Document:
....
Scalable Bayesian multilevel modeling

One bottleneck with the nested Laplace approximation is doing a high-dimensional convex optimization. We don’t quite have the tools for this in Stan yet. I’m using a 500-dimensional system, which arises in the latent gaussian poisson process (see again this conversation) as a testing case. I’ve gone back to only focusing on C++ code and all I’m doing is solving an algebraic equation and computing sensitivities. So far:

  • Powell dogleg solver requires ~ 2000 s
  • general Newton solver ~ 350 s
  • general Newton using precision matrices ~127 s
  • specialized Newton solver with analytical gradients ~43 s

Here’s the code for the performance tests.

The precision matrix trick means doing everything in terms of the precision matrix instead of using the covariance matrix. If you look at the code, it makes a lot of sense. I tried rewriting the specialized Newton solver with precision matrices, but here, something slows down the whole process, and I’m not sure why. Also, computing sensitivities with precision matrices turns out to be quite expensive, but in theory, it shouldn’t be.

My guess is these unexpected costs are related to memory management.

I guess these are total time over many repetitions?

I see… you want to move to known ground to have more control on the model and also better posteriors, but most importantly you want the flexibility of stan.

Makes sense.
....
Written request a: Reproduce the dataset records starting at the line that contains "of the black" and continuing through the end of the records, with both ends included.
The thread on Bayesian multilevel modeling has nothing to do with the dataset records that come after it.

Dataset records:
....
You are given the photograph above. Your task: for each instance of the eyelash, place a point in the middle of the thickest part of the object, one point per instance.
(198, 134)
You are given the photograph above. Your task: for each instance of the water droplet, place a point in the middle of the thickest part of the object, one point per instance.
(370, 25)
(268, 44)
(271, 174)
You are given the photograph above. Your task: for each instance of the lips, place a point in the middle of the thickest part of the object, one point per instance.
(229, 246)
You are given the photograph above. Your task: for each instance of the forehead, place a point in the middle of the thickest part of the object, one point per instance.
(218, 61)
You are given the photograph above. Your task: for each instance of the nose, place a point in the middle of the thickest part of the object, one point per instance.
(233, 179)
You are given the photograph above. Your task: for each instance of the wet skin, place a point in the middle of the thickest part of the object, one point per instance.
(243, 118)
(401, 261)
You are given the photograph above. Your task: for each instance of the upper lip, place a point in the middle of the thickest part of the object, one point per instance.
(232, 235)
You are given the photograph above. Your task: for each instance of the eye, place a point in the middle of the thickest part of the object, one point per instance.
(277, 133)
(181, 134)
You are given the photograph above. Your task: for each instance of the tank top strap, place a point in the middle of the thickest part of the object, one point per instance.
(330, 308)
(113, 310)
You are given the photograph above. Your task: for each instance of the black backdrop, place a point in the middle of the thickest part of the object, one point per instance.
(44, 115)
....
Written request b:
Answer these questions using the thread on Bayesian multilevel modeling, one answer per line:
(i) Roughly how long does the Powell dogleg solver require?
(ii) How many dimensions does the system used as a testing case have?
(iii) What does the writer guess the unexpected costs are related to?

Written response a:
You are given the photograph above. Your task: for each instance of the black backdrop, place a point in the middle of the thickest part of the object, one point per instance.
(44, 115)

Written response b:
(i) About 2000 s.
(ii) 500 dimensions.
(iii) Memory management.